* OBJECTIVE *
Count the lines in the records that contain the string "Query", and give only that number.

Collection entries
————————
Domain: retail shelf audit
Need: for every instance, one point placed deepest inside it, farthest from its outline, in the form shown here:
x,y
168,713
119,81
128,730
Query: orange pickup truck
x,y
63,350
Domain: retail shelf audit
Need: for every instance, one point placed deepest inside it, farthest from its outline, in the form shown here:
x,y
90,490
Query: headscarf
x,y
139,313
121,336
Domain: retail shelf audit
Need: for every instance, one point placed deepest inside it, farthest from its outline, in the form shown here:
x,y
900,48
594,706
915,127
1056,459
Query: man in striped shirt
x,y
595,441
————————
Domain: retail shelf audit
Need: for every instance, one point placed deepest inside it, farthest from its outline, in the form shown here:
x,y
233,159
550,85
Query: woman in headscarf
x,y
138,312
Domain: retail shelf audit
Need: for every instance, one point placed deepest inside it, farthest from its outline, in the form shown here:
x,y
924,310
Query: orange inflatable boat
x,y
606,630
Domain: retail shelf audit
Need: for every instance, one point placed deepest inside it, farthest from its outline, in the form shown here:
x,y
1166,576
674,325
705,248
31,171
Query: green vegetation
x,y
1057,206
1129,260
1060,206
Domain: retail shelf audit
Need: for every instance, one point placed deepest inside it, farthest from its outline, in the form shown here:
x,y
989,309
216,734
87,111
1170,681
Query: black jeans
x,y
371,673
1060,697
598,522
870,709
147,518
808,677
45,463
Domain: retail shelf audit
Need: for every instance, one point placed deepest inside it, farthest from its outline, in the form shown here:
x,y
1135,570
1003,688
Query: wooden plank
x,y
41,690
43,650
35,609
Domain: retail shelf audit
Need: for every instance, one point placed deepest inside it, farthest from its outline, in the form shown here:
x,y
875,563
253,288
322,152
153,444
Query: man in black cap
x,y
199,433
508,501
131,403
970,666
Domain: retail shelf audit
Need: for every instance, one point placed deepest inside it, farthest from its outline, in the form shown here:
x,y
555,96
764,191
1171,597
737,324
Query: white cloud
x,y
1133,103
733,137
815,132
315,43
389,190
————————
* ANSWER TO THIS EXERCISE *
10